INPUT FOR THIS TASK:
------

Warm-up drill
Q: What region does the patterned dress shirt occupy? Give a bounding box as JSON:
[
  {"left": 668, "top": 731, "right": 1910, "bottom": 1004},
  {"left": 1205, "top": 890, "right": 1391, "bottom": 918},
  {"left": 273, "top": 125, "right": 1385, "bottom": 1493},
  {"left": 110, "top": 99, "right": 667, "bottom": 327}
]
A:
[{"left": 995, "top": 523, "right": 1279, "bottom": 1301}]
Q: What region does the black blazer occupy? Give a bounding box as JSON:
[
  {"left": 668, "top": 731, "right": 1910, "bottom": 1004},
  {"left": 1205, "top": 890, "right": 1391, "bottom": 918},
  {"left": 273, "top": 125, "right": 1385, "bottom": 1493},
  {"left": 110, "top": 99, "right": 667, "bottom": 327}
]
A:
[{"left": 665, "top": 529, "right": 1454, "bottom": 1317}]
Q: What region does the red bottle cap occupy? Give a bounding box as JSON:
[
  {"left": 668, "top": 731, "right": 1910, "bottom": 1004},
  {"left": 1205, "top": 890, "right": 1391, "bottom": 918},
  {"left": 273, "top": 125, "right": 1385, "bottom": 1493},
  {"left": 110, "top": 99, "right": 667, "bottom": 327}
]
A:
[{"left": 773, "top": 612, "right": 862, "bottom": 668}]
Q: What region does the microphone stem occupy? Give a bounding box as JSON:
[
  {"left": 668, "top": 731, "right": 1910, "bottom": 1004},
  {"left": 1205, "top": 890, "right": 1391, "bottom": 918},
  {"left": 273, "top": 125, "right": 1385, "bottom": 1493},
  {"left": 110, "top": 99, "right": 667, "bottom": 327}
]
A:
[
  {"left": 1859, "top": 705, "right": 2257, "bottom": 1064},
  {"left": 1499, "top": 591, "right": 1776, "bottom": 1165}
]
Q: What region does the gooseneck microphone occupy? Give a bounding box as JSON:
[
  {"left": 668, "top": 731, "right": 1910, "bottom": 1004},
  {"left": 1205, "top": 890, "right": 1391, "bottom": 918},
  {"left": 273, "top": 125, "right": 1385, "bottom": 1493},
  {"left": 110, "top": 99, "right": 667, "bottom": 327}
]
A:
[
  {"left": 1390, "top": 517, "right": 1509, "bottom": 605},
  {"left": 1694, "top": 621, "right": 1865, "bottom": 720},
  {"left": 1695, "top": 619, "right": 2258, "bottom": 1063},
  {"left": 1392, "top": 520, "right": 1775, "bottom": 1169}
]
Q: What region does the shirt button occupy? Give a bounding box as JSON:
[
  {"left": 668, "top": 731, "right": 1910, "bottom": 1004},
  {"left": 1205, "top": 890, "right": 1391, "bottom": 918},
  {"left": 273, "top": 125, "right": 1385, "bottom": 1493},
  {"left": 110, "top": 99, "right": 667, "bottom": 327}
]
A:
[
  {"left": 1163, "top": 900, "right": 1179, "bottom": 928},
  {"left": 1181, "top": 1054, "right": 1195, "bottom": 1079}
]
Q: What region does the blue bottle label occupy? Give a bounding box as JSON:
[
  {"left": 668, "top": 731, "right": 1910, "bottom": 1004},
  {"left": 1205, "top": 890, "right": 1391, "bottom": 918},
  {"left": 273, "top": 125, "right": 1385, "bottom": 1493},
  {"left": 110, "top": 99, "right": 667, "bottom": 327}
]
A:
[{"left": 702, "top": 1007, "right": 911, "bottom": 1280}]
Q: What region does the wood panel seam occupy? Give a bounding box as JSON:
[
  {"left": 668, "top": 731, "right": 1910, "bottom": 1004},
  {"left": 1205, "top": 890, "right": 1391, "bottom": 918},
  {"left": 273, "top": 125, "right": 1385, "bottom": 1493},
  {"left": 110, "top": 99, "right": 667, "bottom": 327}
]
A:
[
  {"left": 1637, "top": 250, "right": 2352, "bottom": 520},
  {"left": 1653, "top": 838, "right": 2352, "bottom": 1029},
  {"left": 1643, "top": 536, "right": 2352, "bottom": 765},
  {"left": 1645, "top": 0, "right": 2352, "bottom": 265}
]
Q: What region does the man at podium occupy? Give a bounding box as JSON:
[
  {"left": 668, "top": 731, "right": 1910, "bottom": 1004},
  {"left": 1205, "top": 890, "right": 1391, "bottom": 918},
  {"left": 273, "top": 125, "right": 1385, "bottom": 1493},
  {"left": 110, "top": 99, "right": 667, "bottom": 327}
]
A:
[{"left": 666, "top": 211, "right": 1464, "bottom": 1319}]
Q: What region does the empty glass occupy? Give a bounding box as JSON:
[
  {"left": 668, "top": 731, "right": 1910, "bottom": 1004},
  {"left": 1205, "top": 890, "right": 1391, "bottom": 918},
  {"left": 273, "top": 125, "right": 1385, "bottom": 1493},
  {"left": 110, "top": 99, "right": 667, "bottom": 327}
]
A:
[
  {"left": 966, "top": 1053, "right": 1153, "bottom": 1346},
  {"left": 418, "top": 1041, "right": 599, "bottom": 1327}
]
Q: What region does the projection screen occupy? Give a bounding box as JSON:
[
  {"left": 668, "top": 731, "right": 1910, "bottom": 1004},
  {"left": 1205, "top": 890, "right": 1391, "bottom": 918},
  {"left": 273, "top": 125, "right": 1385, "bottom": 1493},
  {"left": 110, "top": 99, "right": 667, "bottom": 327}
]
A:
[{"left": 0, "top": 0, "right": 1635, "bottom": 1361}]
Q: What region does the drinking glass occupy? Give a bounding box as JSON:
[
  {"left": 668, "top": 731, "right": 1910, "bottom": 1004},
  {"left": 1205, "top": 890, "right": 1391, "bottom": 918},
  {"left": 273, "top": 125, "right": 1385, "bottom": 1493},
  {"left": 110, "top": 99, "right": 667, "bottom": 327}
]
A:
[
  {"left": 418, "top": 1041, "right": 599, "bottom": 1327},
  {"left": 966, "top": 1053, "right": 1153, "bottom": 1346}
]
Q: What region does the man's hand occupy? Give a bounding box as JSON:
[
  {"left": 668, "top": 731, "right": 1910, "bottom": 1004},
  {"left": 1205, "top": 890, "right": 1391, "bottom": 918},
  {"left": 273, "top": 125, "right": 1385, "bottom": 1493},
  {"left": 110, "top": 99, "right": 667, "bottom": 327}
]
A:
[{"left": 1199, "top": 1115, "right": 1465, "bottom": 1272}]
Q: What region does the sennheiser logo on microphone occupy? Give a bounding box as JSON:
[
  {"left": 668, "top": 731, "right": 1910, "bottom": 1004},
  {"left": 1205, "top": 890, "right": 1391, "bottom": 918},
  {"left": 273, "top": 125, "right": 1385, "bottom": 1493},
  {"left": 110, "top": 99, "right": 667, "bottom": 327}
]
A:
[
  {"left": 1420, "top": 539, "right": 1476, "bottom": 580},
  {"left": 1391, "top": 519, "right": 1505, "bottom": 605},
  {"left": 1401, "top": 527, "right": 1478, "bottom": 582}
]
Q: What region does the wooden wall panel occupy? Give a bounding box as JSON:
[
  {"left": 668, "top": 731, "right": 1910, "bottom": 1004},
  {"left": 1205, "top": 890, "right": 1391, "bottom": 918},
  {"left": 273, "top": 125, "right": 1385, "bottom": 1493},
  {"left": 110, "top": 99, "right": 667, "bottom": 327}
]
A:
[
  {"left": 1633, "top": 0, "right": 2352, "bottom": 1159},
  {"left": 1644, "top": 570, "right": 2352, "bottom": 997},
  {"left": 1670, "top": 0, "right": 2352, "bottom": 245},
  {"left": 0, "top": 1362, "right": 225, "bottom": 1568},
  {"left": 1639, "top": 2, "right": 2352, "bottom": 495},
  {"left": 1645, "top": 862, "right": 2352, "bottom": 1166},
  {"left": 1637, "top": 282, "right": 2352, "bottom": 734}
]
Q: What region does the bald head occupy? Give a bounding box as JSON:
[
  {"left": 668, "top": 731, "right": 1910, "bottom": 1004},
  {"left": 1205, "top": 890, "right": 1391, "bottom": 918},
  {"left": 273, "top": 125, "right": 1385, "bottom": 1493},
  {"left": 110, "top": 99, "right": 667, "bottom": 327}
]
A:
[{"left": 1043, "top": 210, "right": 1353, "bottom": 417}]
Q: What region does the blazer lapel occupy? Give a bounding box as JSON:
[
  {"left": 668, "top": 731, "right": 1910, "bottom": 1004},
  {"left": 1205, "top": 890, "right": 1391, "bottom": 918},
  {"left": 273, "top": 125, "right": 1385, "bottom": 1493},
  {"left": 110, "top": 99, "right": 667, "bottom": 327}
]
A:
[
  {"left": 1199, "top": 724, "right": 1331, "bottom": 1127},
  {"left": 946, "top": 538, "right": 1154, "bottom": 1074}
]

------

WHAT YOU ARE ASKED TO DO: Each line in the material with "panel" in it must be reported.

WORKED SOLUTION:
Q: What region does the wood panel seam occupy? Give a bounding box as JSON:
Q: What region does the wooden wall panel occupy? Give a bounding box as JSON:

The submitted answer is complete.